• [WHAT NEEDS TO BE DONE] Which lines of the items below contain the word "climber"? Extract each of them in full.

• [RECORDS TO PROCESS]
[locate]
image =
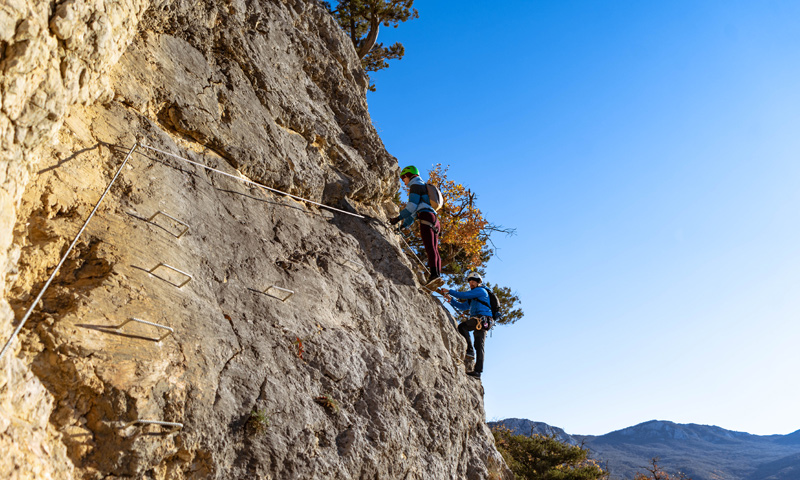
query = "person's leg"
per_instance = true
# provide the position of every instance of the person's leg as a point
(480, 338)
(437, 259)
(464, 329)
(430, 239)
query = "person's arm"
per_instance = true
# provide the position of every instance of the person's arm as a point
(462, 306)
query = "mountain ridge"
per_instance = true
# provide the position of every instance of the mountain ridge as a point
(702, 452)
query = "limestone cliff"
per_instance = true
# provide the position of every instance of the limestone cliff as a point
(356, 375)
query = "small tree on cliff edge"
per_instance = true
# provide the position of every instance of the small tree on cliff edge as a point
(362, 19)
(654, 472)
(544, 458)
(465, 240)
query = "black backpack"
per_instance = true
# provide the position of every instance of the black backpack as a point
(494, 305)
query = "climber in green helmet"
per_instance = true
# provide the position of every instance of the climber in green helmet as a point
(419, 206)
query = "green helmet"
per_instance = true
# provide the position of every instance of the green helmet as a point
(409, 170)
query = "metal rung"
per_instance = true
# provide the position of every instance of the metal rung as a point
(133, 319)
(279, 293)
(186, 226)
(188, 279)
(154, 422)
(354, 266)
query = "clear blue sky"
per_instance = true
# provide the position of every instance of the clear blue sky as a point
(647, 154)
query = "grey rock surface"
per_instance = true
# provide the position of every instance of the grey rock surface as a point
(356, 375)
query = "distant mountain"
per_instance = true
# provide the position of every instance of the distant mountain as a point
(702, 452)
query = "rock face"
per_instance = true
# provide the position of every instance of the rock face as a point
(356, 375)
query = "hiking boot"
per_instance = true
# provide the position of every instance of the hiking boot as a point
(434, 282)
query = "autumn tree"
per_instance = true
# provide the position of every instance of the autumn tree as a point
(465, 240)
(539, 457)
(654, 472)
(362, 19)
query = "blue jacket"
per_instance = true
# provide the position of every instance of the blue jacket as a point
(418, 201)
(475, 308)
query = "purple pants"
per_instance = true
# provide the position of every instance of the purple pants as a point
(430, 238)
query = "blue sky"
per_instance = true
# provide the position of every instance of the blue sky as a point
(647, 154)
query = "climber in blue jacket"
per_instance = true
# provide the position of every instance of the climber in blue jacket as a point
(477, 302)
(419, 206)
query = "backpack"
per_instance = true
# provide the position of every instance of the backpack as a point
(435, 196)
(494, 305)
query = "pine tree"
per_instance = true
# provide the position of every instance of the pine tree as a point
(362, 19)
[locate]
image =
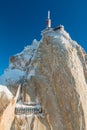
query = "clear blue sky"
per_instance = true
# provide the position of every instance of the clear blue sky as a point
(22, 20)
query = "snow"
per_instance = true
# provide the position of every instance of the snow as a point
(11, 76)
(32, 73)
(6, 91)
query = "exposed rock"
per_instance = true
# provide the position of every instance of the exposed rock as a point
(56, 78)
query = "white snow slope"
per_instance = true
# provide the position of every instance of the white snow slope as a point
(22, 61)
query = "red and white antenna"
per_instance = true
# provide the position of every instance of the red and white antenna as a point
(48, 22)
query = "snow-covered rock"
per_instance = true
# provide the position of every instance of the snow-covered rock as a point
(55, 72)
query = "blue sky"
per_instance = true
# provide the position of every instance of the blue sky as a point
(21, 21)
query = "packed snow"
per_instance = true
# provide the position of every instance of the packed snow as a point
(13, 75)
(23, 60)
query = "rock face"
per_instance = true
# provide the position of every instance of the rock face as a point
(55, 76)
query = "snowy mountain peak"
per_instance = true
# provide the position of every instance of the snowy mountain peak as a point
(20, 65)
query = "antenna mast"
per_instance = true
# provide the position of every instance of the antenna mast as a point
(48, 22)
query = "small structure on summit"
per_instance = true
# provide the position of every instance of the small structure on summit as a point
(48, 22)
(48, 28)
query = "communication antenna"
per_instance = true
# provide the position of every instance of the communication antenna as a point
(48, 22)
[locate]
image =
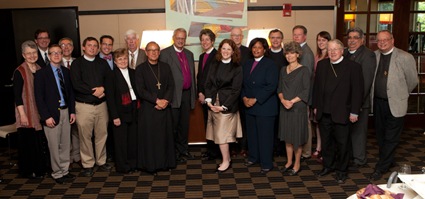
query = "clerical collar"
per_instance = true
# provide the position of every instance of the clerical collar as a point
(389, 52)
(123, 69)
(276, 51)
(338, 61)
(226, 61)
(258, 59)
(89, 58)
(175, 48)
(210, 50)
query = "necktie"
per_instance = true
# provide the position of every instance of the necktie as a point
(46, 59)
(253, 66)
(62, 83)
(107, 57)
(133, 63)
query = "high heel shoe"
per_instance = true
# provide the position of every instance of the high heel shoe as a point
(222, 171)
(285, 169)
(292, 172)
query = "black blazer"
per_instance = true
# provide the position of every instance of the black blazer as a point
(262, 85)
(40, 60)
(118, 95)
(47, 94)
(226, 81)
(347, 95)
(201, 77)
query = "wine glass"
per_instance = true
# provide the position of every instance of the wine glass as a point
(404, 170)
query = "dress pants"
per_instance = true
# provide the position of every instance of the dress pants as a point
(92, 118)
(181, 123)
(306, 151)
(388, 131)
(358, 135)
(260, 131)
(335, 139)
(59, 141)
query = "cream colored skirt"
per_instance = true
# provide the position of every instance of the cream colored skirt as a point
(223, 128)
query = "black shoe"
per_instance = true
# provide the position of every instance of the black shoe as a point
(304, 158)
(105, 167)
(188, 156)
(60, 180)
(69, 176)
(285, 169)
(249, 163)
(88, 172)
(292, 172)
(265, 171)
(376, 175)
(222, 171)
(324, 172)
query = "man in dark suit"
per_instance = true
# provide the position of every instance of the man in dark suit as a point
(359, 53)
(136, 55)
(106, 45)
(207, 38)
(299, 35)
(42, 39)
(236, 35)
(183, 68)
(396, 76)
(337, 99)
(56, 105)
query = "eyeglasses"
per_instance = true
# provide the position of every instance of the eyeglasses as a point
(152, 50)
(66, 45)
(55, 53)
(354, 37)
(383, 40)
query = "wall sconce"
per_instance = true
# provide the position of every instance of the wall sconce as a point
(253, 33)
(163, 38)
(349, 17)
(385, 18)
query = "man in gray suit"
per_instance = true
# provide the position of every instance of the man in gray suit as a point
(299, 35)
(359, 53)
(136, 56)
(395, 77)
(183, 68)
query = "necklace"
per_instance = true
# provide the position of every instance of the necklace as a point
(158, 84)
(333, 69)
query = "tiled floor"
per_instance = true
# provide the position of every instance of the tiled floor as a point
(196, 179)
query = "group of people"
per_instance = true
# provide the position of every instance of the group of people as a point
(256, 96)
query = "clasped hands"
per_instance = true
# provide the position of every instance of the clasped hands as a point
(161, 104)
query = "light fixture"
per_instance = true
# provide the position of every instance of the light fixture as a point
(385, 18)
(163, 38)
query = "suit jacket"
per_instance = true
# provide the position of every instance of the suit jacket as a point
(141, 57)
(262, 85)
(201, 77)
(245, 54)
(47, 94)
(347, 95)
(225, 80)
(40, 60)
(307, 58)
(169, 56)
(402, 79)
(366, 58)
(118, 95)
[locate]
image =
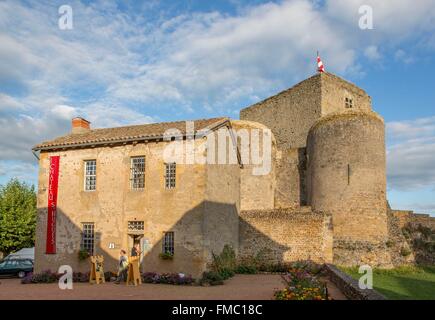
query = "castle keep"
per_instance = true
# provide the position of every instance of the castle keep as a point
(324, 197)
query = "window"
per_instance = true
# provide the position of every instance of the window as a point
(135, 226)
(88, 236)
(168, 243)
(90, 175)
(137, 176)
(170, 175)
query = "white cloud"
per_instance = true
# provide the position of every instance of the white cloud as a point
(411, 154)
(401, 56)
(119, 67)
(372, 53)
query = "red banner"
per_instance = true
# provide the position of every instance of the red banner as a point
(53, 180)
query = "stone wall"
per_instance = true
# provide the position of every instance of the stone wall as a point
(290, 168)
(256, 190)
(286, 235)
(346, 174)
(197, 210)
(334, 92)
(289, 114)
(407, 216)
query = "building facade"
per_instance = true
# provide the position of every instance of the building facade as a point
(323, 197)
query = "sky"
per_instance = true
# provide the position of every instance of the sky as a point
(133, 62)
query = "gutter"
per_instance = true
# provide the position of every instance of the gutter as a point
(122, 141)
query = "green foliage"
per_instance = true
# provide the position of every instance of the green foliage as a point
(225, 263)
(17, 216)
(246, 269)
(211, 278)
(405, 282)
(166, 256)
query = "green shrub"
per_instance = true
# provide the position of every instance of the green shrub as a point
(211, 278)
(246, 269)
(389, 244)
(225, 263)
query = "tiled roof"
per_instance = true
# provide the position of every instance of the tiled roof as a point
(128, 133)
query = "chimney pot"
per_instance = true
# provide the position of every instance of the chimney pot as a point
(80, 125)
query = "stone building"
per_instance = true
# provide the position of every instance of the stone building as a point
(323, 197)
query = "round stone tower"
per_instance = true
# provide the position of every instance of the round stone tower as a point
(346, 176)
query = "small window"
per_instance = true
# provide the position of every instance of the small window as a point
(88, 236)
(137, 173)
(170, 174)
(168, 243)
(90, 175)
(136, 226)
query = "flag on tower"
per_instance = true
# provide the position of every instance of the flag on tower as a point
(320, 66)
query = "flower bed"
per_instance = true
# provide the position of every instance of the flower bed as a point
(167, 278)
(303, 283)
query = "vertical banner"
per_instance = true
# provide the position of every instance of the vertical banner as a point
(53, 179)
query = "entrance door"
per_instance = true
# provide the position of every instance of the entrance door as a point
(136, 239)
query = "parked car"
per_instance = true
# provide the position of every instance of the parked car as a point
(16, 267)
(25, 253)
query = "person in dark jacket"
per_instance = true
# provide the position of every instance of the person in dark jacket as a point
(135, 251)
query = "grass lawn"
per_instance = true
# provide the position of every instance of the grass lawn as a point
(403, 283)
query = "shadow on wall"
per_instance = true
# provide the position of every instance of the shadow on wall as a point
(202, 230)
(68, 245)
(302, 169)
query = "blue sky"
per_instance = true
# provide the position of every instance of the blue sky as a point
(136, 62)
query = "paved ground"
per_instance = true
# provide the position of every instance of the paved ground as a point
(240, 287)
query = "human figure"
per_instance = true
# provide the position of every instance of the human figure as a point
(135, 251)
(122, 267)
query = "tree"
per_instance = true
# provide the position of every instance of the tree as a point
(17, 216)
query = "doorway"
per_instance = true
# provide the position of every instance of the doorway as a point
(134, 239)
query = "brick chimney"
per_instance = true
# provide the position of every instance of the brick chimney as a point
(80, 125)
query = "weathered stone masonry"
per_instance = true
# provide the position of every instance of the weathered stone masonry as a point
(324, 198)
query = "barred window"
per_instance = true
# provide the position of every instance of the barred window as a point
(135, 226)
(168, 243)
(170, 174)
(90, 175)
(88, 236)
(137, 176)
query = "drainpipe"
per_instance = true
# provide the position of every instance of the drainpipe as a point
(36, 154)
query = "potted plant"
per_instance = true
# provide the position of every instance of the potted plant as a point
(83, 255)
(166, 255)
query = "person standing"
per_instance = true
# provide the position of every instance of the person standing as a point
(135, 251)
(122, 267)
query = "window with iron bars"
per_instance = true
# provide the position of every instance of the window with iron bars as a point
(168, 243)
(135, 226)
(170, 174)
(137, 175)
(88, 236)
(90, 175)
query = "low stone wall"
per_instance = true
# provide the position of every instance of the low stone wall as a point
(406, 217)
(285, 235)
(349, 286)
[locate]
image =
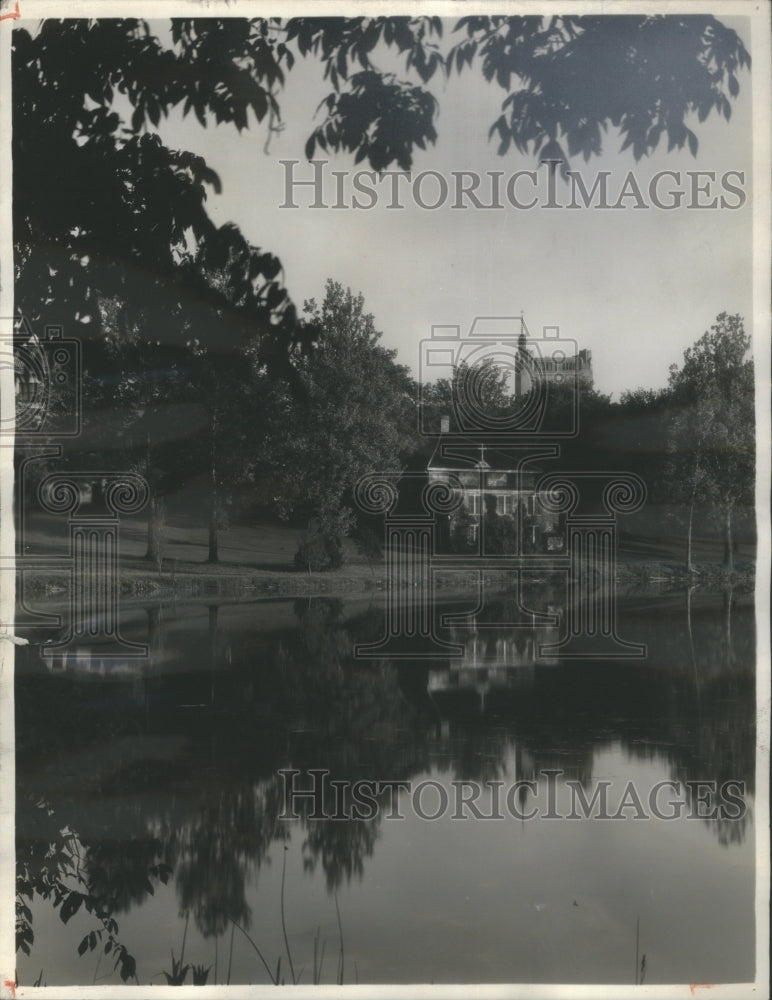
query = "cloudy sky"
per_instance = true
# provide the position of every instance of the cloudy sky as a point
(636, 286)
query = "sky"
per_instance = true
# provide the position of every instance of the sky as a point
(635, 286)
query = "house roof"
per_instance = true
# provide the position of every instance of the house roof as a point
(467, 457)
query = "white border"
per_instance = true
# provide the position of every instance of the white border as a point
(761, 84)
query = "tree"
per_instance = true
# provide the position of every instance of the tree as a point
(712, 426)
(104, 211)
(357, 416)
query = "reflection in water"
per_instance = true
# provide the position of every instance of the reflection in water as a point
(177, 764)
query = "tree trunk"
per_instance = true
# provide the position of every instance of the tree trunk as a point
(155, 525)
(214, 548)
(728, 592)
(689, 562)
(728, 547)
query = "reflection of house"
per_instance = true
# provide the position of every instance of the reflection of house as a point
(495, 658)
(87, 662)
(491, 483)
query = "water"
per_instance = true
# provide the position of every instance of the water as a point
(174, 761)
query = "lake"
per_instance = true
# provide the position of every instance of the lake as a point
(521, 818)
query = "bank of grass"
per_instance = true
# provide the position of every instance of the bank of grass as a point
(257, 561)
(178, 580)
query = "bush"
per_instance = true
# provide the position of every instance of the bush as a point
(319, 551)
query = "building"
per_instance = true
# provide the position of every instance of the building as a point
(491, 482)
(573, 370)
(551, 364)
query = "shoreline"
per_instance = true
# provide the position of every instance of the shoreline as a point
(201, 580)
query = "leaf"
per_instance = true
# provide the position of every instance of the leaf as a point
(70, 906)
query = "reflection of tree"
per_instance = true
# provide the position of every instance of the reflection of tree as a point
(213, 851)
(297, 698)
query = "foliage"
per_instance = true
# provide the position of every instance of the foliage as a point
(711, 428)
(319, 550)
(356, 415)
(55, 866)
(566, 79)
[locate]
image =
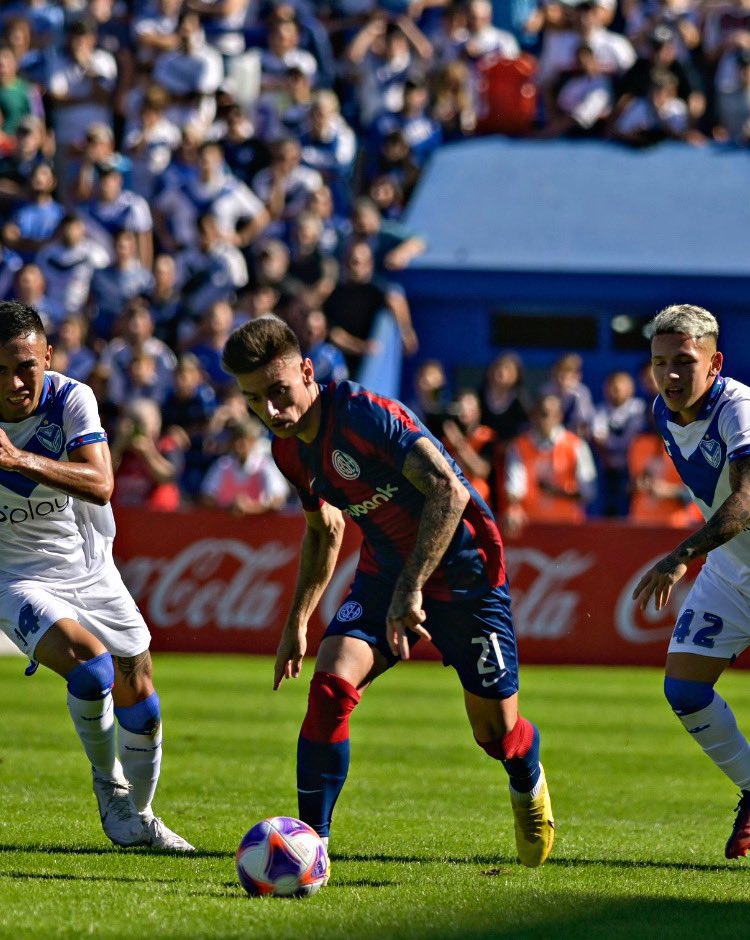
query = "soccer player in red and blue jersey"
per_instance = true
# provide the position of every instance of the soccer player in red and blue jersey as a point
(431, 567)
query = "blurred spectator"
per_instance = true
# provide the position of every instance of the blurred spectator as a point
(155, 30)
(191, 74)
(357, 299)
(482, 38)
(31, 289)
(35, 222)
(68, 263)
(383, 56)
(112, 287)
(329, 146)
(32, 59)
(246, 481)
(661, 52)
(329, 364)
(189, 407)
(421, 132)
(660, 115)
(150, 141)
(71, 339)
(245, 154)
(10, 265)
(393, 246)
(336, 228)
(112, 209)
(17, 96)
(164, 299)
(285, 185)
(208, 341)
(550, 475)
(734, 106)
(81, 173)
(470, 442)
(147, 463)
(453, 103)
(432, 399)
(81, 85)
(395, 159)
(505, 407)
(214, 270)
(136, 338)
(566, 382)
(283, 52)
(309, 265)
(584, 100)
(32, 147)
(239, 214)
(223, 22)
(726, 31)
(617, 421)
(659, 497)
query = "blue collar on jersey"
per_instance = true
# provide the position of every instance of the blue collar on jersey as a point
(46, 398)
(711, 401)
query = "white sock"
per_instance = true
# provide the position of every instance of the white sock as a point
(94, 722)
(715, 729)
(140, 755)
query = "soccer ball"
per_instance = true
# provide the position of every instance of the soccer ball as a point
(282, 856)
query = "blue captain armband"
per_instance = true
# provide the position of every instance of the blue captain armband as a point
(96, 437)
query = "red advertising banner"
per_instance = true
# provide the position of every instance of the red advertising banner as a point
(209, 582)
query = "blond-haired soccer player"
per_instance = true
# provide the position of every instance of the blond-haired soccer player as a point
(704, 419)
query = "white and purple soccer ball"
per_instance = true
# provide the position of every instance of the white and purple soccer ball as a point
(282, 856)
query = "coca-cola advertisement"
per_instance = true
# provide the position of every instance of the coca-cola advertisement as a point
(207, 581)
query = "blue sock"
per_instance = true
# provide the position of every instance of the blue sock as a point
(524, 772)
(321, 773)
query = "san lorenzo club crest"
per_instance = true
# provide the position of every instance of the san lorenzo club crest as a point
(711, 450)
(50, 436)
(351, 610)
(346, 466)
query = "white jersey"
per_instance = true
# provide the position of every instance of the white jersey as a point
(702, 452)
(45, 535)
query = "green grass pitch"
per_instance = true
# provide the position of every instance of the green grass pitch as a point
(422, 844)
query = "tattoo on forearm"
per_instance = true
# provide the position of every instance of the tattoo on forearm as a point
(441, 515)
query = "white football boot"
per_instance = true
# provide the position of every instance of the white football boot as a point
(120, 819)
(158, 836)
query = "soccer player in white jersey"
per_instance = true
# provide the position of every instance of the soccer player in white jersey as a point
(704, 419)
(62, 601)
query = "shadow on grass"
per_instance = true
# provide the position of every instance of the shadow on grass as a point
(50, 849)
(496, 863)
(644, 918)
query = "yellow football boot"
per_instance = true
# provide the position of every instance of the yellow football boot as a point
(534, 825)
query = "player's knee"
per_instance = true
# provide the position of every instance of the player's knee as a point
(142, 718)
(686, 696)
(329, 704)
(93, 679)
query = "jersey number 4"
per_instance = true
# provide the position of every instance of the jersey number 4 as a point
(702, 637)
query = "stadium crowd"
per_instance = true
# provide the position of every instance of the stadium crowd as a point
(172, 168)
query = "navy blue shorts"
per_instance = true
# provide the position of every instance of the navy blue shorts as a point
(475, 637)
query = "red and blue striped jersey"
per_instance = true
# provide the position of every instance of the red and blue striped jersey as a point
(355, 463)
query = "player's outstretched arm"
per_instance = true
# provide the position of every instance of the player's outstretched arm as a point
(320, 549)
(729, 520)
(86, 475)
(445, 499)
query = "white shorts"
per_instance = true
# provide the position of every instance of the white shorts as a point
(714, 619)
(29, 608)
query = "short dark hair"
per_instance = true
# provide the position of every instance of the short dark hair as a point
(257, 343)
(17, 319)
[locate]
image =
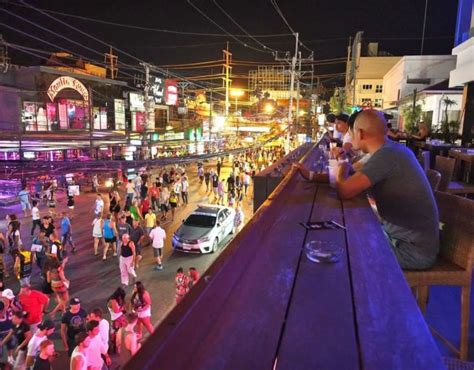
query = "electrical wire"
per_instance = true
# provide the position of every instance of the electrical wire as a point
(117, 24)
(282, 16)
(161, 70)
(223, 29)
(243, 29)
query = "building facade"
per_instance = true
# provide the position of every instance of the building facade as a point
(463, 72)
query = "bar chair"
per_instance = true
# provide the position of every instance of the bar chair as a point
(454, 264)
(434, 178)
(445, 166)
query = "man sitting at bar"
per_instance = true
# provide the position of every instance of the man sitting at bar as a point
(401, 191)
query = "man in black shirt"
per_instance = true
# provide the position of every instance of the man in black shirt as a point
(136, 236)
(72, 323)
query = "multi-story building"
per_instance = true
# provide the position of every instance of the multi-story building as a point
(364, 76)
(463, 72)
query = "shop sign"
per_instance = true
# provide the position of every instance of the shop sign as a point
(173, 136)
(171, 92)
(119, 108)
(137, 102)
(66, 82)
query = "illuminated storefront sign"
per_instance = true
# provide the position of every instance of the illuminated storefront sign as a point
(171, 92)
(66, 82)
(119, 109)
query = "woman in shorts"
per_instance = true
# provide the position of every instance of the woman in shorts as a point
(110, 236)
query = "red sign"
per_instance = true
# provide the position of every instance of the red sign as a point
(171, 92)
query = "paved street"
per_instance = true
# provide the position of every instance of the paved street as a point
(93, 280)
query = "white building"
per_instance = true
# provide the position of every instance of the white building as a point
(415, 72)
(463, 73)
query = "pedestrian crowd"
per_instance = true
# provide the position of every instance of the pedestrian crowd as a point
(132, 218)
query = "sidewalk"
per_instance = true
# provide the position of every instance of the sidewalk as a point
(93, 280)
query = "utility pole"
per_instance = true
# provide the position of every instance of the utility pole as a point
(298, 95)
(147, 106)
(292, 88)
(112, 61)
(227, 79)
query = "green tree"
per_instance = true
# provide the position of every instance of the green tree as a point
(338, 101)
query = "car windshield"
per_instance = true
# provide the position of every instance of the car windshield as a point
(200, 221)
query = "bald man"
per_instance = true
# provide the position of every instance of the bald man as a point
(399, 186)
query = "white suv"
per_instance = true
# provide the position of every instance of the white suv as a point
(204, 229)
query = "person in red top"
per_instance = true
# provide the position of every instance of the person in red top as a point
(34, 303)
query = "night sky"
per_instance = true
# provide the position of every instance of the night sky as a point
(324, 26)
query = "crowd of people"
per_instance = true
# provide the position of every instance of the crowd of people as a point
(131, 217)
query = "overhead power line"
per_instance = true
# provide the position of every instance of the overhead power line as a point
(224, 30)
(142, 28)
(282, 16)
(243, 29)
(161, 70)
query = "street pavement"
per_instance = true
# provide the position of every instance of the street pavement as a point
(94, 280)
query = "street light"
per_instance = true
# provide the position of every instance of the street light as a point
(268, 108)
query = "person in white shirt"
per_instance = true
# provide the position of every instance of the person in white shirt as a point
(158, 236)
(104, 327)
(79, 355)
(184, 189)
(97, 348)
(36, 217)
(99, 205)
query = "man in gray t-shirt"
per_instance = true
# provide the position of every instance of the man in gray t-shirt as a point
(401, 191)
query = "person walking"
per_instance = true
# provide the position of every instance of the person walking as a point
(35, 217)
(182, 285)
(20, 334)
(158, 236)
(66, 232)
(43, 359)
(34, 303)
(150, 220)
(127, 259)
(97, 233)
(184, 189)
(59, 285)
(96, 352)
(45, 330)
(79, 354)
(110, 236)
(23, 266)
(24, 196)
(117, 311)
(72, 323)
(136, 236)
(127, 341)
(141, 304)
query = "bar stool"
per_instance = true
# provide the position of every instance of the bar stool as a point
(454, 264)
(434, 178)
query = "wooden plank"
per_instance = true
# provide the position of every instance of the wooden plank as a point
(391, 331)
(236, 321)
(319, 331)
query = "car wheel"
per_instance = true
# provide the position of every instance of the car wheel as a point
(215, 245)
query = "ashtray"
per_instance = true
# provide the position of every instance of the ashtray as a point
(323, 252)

• [FINISHED EXERCISE]
query = "climber in green helmet"
# provide the position of every instance of the climber in green helmet as a point
query = "climber in blue jacket"
# provide the position of every instance of the climber in blue jacket as a point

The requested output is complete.